## TASK DESCRIPTION
The entries are to be output once more, word for word.

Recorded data
#####

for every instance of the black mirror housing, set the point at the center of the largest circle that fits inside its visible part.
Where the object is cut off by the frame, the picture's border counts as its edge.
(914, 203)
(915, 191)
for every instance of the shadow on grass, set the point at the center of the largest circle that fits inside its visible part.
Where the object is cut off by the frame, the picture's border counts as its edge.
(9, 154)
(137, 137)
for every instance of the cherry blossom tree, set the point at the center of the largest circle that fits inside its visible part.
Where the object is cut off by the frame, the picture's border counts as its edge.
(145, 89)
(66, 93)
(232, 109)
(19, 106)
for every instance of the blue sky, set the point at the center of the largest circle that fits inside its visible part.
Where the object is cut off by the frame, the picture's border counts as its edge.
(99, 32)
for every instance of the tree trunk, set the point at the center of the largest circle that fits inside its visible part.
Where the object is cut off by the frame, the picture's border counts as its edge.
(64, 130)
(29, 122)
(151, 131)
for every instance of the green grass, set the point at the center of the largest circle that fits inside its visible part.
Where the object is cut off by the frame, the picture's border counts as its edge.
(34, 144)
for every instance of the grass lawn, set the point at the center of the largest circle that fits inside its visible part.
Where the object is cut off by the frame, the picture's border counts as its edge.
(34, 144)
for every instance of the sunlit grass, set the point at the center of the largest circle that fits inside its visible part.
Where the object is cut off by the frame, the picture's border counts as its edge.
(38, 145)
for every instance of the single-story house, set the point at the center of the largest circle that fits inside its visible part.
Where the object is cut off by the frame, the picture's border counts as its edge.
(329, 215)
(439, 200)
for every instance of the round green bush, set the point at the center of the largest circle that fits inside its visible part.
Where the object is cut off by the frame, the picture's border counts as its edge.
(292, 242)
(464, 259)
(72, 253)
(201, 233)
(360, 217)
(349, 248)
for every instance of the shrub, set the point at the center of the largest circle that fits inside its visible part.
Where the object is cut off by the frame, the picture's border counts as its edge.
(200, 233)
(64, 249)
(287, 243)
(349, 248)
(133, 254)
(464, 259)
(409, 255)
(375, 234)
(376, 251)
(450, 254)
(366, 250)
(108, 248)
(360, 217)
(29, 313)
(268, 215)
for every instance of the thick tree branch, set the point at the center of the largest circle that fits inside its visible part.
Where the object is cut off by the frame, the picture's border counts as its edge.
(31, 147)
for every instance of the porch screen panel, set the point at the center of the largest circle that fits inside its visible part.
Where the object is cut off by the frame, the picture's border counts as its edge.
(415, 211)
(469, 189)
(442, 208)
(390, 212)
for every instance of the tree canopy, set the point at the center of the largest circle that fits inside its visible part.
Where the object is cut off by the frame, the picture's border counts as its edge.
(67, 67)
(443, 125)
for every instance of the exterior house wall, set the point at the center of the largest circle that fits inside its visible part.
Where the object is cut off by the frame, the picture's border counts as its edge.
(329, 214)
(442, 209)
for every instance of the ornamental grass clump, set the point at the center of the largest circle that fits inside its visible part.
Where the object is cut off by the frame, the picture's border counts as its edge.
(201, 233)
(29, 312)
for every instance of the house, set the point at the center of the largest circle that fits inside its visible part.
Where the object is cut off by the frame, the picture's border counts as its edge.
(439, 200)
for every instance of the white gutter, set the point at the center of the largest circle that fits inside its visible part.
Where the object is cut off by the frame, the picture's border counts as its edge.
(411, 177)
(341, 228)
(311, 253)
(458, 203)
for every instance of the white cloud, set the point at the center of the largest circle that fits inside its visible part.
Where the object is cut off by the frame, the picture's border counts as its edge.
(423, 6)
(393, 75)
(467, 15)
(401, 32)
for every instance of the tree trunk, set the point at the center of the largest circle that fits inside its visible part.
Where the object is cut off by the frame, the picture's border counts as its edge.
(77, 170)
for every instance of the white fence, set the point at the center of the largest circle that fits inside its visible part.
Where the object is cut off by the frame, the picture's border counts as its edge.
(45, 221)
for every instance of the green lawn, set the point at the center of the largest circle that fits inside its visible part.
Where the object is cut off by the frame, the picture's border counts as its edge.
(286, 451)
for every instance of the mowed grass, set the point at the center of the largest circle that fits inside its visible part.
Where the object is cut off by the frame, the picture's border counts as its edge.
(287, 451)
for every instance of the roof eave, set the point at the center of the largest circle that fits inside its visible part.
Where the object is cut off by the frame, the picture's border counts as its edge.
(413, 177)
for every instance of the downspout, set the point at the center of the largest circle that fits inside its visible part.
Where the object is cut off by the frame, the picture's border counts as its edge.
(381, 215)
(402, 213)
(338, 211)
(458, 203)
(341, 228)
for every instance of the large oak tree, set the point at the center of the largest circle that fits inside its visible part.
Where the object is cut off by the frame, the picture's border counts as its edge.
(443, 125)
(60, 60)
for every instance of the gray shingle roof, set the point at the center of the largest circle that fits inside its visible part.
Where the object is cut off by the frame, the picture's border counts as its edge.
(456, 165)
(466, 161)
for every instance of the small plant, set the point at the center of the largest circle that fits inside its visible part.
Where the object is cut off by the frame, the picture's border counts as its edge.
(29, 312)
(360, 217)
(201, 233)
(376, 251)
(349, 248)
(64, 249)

#####

## TASK ANSWER
for every instance of the black mirror housing, set the point at the center of the largest circle that fits inside its visible part.
Where the object is cut off by the frame, the picture's border counts as its edge.
(914, 203)
(915, 191)
for every instance of the shadow on grass, set the point at the center of the largest circle that fits inside its visible part.
Where the object is cut off by the frame, the picture's border counts as its edge.
(9, 154)
(137, 137)
for every instance of the cherry blossom tree, set the point at the center of the largest circle that fits inside its visible part.
Where the object is cut off by the frame, the picture's border counts as its edge.
(145, 89)
(66, 93)
(232, 109)
(19, 106)
for every instance of the blue sky, set the point at the center of the largest circle that fits inside its visible part.
Where the object is cut off by the frame, the picture's border counts as its edge.
(99, 32)
for every instance of the tree trunk, set the point at the center of the largest circle that fits inside its visible part.
Where the object is cut off by the frame, the picture's border counts as its edge.
(64, 130)
(29, 122)
(151, 131)
for every instance of the green grass, set the point at the center of the largest circle that fits inside its visible part.
Where the object is cut off by the frame, the picture's border counts as its edge.
(34, 144)
for every instance of the grass lawn, set the point at the center of the largest circle that fits inside its visible part.
Where the object is cut off by the frame, the picture's border counts as its edge.
(34, 144)
for every instance of the sunlit grass, set the point at the center of the largest circle that fits inside its visible part.
Where the object is cut off by the frame, the picture's border counts as its edge.
(38, 145)
for every instance of the single-story house, set the point at the center of the largest circle that fits inside its visible part.
Where the object is cut off by the frame, the picture's border counts as its edge.
(329, 215)
(439, 200)
for every instance of the round green bush, set the point at the center of the largest circle that fits inside its visible part.
Where the object is cut off by the frame, the picture's border counts as its edge.
(292, 242)
(464, 259)
(72, 253)
(201, 233)
(360, 217)
(349, 248)
for every instance of the shrub, set the point at the center of the largest circle that fits inside its visible part.
Where the object is cut off by the frame, the picture's border counts as its edge.
(200, 233)
(64, 249)
(287, 243)
(349, 248)
(133, 254)
(464, 259)
(409, 255)
(375, 234)
(376, 251)
(450, 254)
(366, 250)
(108, 248)
(360, 217)
(29, 313)
(268, 215)
for every instance of the thick tree branch, set the point at the center of the largest circle that fits inside its visible part.
Where the object is cut off by the frame, the picture's border counts as its edge.
(31, 147)
for every instance of the porch screen panel, set the point at the center of the largest circle that fits inside its visible part.
Where the object is cut off by the frame, the picture's border counts as its edge.
(415, 211)
(469, 189)
(442, 208)
(390, 212)
for every instance of the tree canopy, set the point at the center of the largest circle that fits inside its visible part.
Where the object is cut off by the frame, the picture's border counts as its edge.
(67, 67)
(443, 125)
for every instance of the exterior house wall, set the point at the center of the largest circle that fits inside its visible part.
Where the object is cut off by the frame, the picture's border counts as its edge.
(329, 214)
(442, 209)
for every instance of the ornamental grass clump, set the point at the center of the largest circle that fits inside its visible part.
Where the object is cut off by the frame, the picture's border counts as its edge.
(201, 233)
(29, 312)
for every instance of the house, set the point at the center of the largest circle that fits inside its visible part.
Where the object is cut off by the frame, the picture's border counts as its edge.
(439, 200)
for every instance of the white gutter, set the point at the center of the largest circle that fits inside its visible part.
Where the object is cut off by the frame, the picture's border counts as its edge.
(411, 177)
(341, 228)
(311, 253)
(458, 203)
for every instance of the white cloud, set the point at the center of the largest circle that fits inside its visible part.
Where the object is cut off by the frame, the picture's border counts as its edge.
(423, 6)
(393, 75)
(467, 15)
(401, 32)
for every instance of the tree trunk, set the point at the center of the largest circle that fits inside its visible part.
Where the object is cut off by the frame, the picture's border counts as its edge.
(77, 170)
for every instance of the white fence, set the point at the center of the largest circle that fits inside its visible part.
Where the object is cut off by the frame, the picture's border counts as its edge.
(45, 221)
for every instance of the green lawn, set the point at the center of the largest circle that fits inside its visible part.
Where the object is cut off by the frame, the picture's border counts as its edge.
(286, 451)
for every instance of the mowed grass, set the point at the center of the largest circle that fits inside its visible part.
Where the object is cut off by the frame, the picture's border counts as its edge.
(287, 451)
for every instance of the roof eave, set the point at the center of the largest circle that fits inside its visible part.
Where the object is cut off by the frame, the picture's border counts as its edge.
(413, 177)
for every instance of the downspout, set the point at the center of the largest circle that fits inside its visible part.
Where the object is cut off by the frame, the picture's border counts as its edge.
(381, 215)
(402, 213)
(338, 211)
(458, 203)
(341, 228)
for every instance of the large oak tree, set the point at the center of the largest circle that fits inside its visible part.
Where the object is cut off by the frame, the picture's border counts as its edge.
(443, 125)
(60, 60)
for every instance of the gray shingle roof, set the point at the center of the largest circle that fits inside its visible part.
Where the object is cut off by the frame, the picture's border counts as its edge.
(456, 165)
(466, 161)
for every instance of the small plant, set the point at the center of the largest circle that fits inside its visible part.
Where the object is cut off by the frame, the picture's border counts as its edge.
(29, 312)
(360, 217)
(201, 233)
(376, 251)
(349, 248)
(64, 249)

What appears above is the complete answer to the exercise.